**INSTRUCTIONS FOR THE TASK:** Count the lines in the rows below that contain the word "memorial", and reply with that number alone.

— Begin RECORDS FOR THIS TASK —

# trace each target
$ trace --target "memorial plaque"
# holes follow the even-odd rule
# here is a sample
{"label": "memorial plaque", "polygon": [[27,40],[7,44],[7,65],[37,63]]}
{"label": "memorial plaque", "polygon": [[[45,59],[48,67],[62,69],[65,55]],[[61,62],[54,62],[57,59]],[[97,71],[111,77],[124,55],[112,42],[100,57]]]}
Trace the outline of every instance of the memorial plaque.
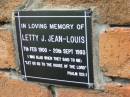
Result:
{"label": "memorial plaque", "polygon": [[15,23],[26,80],[93,88],[90,11],[17,11]]}

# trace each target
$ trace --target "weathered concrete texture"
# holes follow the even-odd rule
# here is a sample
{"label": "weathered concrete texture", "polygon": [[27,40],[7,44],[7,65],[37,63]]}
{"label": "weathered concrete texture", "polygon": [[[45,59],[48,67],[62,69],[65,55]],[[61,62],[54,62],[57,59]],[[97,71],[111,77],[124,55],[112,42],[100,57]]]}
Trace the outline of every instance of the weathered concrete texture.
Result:
{"label": "weathered concrete texture", "polygon": [[0,73],[0,97],[52,97],[52,95],[45,87],[12,80]]}
{"label": "weathered concrete texture", "polygon": [[0,0],[0,24],[11,21],[12,12],[25,0]]}
{"label": "weathered concrete texture", "polygon": [[116,94],[85,89],[58,88],[57,97],[122,97]]}
{"label": "weathered concrete texture", "polygon": [[7,29],[0,29],[0,68],[15,68],[15,53],[12,33]]}
{"label": "weathered concrete texture", "polygon": [[130,0],[43,0],[46,9],[91,8],[97,22],[106,24],[130,24]]}
{"label": "weathered concrete texture", "polygon": [[109,29],[99,39],[99,60],[104,73],[130,79],[130,28]]}
{"label": "weathered concrete texture", "polygon": [[130,97],[130,84],[117,85],[111,83],[106,85],[105,91],[115,95],[121,95],[121,97]]}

— End RECORDS FOR THIS TASK —

**TASK SOLUTION:** 5